> **Work to be completed**:
Below is a set of entries; give all of them again exactly.

Stored data entries:

/---

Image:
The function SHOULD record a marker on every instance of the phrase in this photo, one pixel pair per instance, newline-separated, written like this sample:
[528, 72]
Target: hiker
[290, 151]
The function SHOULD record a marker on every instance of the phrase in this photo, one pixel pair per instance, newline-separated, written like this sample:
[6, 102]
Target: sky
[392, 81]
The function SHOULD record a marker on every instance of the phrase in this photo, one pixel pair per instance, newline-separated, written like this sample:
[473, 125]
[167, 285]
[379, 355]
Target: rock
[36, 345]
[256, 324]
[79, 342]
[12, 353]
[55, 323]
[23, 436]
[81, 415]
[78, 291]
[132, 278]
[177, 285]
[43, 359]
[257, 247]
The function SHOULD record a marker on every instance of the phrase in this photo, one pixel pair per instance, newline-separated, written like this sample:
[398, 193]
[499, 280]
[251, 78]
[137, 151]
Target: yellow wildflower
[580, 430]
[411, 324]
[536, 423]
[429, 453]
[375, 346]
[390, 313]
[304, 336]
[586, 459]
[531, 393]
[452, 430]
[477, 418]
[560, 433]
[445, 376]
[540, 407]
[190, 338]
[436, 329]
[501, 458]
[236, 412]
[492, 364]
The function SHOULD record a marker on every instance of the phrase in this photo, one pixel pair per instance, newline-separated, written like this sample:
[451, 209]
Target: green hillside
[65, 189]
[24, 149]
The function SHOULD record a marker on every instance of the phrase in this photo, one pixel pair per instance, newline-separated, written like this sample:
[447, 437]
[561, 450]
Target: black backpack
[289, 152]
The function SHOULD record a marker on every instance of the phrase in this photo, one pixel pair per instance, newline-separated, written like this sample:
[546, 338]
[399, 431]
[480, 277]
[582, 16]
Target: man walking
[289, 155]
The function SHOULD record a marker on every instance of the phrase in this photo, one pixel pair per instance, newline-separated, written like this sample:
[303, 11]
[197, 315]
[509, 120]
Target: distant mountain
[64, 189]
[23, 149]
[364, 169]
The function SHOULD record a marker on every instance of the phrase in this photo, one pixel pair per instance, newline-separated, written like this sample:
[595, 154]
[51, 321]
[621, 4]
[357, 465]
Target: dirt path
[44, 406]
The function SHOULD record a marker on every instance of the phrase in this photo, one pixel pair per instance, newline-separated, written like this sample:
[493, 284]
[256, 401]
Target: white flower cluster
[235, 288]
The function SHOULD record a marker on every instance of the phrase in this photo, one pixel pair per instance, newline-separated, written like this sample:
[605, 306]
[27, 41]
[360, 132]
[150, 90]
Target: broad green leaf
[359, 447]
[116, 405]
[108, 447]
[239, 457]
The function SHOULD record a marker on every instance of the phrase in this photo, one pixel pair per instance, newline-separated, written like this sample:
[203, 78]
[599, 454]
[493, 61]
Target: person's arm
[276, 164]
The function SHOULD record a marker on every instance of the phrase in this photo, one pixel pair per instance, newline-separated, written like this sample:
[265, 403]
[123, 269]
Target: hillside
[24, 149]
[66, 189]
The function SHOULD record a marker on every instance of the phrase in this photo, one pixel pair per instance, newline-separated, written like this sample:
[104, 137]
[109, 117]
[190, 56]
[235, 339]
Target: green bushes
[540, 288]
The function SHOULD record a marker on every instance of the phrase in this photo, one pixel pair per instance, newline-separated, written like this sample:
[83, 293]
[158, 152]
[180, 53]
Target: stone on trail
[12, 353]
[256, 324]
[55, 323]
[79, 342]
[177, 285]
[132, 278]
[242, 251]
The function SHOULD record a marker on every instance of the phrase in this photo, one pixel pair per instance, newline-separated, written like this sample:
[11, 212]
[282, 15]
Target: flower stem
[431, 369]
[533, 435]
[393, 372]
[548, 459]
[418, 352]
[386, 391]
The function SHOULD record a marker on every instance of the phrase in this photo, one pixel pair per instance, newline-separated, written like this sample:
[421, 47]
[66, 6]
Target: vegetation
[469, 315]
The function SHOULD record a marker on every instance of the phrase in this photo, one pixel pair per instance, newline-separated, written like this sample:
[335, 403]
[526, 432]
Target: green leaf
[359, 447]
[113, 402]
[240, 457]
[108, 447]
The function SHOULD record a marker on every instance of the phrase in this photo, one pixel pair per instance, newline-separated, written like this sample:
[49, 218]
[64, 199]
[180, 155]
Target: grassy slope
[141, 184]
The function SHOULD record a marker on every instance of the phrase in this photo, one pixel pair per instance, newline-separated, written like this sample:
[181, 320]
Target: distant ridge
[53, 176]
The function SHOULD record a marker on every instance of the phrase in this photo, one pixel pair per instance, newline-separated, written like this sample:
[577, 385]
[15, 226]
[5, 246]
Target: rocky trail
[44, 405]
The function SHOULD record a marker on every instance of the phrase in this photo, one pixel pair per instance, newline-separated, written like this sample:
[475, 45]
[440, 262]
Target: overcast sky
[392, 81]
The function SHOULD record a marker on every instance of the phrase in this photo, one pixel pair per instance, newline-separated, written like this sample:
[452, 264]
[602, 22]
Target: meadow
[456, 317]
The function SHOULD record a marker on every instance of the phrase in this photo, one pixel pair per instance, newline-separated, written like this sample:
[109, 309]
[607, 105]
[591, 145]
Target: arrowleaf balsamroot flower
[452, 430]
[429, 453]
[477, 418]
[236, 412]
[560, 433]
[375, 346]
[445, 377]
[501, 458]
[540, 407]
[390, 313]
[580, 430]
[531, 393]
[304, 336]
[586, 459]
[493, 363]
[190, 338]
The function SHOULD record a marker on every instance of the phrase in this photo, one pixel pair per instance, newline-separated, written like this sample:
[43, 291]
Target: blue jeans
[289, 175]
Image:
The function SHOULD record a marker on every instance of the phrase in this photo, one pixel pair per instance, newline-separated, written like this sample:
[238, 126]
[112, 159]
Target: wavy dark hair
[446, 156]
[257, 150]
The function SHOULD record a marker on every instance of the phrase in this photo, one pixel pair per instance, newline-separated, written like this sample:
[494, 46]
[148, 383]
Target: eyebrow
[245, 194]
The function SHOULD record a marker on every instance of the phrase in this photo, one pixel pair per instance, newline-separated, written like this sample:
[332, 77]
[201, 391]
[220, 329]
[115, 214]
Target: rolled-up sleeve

\---

> **Response box**:
Image:
The function SHOULD record a marker on every instance of the phrase in this photo, one pixel pair per instance, newline-separated, written like this sample:
[528, 72]
Target: hiker
[290, 151]
The function SHOULD record a marker on every instance of the phrase in this photo, one pixel pair per instance, newline-separated, written like this sample:
[6, 102]
Target: sky
[392, 81]
The function SHOULD record a marker on every instance of the phrase in this photo, one pixel pair per instance, newline-separated, written like this sample:
[473, 125]
[167, 285]
[379, 355]
Target: rock
[36, 345]
[256, 324]
[79, 342]
[12, 353]
[55, 323]
[23, 436]
[81, 415]
[78, 291]
[132, 278]
[177, 285]
[43, 359]
[257, 247]
The function SHOULD record a marker on every instance of the phrase in this photo, one pixel pair per instance, newline-separated, written like this sample:
[398, 193]
[499, 280]
[251, 78]
[137, 151]
Target: yellow wildflower
[580, 430]
[411, 324]
[536, 423]
[429, 453]
[375, 346]
[390, 313]
[304, 336]
[586, 459]
[531, 393]
[452, 430]
[477, 418]
[560, 433]
[445, 376]
[540, 407]
[190, 338]
[436, 329]
[501, 458]
[236, 412]
[492, 364]
The function SHOULD record a marker on every instance of the phrase in this photo, one pixel pair per instance, newline-separated, written like this sample:
[451, 209]
Target: green hillside
[65, 189]
[24, 149]
The function SHOULD record a marker on every instance of the phrase in this photo, one pixel pair per instance, newline-separated, written like this sample:
[447, 437]
[561, 450]
Target: black backpack
[289, 152]
The function SHOULD record a marker on every instance of the phrase in this photo, one pixel pair per instance, newline-separated, written like this sample:
[546, 338]
[399, 431]
[480, 277]
[582, 16]
Target: man walking
[289, 155]
The function SHOULD record a marker on every instance of the phrase in this photo, one pixel pair per instance, newline-separated, written like this sample:
[303, 11]
[197, 315]
[509, 120]
Target: distant mountain
[64, 189]
[23, 149]
[364, 169]
The function SHOULD record a marker on every instance of the phrase in this photo, one pixel pair per instance, newline-separated, written like this sample:
[595, 154]
[51, 321]
[621, 4]
[357, 465]
Target: dirt path
[44, 406]
The function SHOULD record a marker on every instance of the phrase in this photo, one pixel pair per instance, newline-separated, written like this sample:
[493, 284]
[256, 401]
Target: white flower cluster
[235, 288]
The function SHOULD record a marker on every instance of the phrase in this photo, one pixel pair per instance, newline-separated, written like this sample:
[605, 306]
[27, 41]
[360, 132]
[150, 90]
Target: broad green leaf
[359, 447]
[116, 405]
[108, 447]
[239, 457]
The function SHOULD record a marker on every instance of the phrase in this photo, one pixel pair per instance, newline-separated, written like this sample:
[203, 78]
[599, 454]
[493, 61]
Target: person's arm
[276, 164]
The function SHOULD record a marker on every instance of the phrase in this photo, one pixel pair per instance, newline-separated, written like this sample:
[265, 403]
[123, 269]
Target: hillside
[24, 149]
[66, 189]
The function SHOULD record a marker on every instance of the phrase in this photo, one pixel pair per instance, newline-separated, written like this sample:
[104, 137]
[109, 117]
[190, 56]
[235, 339]
Target: green bushes
[540, 288]
The function SHOULD record a marker on every instance of the phrase in this photo, one pixel pair per instance, newline-separated, written like this sample:
[83, 293]
[158, 152]
[180, 53]
Target: stone on trail
[12, 353]
[256, 324]
[55, 323]
[79, 342]
[177, 285]
[132, 278]
[242, 251]
The function SHOULD record a marker on every instance of the phrase in this photo, one pixel pair per instance, newline-separated, written like this sample:
[11, 212]
[282, 15]
Target: flower stem
[431, 369]
[533, 435]
[393, 372]
[548, 459]
[418, 352]
[386, 391]
The function SHOULD record a marker on every instance of the phrase in this photo, one pixel pair per instance, newline-separated, written like this sample:
[421, 47]
[66, 6]
Target: vegetation
[469, 315]
The function SHOULD record a marker on every instance of the phrase in this photo, one pixel pair per instance, newline-separated, written like this sample:
[335, 403]
[526, 432]
Target: green leaf
[359, 447]
[113, 402]
[240, 457]
[108, 447]
The function SHOULD record a marker on every instance of the phrase in this photo, one pixel pair per instance, newline-separated, written like this sample:
[49, 218]
[64, 199]
[180, 155]
Target: grassy slope
[141, 184]
The function SHOULD record a marker on every instance of the phrase in this photo, one pixel pair per instance, newline-separated, written like this sample:
[181, 320]
Target: distant ridge
[53, 176]
The function SHOULD record a marker on every instance of the phrase in this photo, one pixel pair per instance, newline-separated, written like this sample:
[577, 385]
[15, 226]
[5, 246]
Target: rocky trail
[44, 405]
The function SHOULD record a marker on every instance of the phrase in this photo, one pixel pair per instance, newline-separated, written like this sample:
[475, 45]
[440, 262]
Target: overcast sky
[392, 81]
The function SHOULD record a marker on every instance of the phrase in this photo, one pixel pair per instance, newline-separated, written like this sample:
[452, 264]
[602, 22]
Target: meadow
[456, 317]
The function SHOULD record a marker on every instance of the phrase in this photo, one pixel pair per instance, newline-separated, written like this sample:
[109, 309]
[607, 105]
[591, 145]
Target: arrowleaf balsamroot flower
[452, 430]
[429, 453]
[477, 418]
[236, 412]
[560, 433]
[375, 346]
[445, 377]
[501, 458]
[540, 407]
[390, 313]
[580, 430]
[531, 393]
[304, 336]
[586, 459]
[493, 363]
[190, 338]
The function SHOULD record a marker on every instance of the phrase in this photo, one pixel pair per instance, newline-separated, written like this sample:
[43, 291]
Target: blue jeans
[289, 175]
Image:
The function SHOULD record a marker on every instance of the phrase in this photo, one pixel pair per instance, newline-separated, written like this sample:
[238, 126]
[112, 159]
Target: wavy dark hair
[446, 156]
[257, 150]
The function SHOULD record a marker on every instance of the phrase in this photo, one pixel pair per instance, newline-separated, written like this sample:
[494, 46]
[148, 383]
Target: eyebrow
[245, 194]
The function SHOULD record a marker on every instance of the phrase in this photo, one pixel pair per instance, newline-separated, written like this sample:
[332, 77]
[201, 391]
[220, 329]
[115, 214]
Target: rolled-up sleeve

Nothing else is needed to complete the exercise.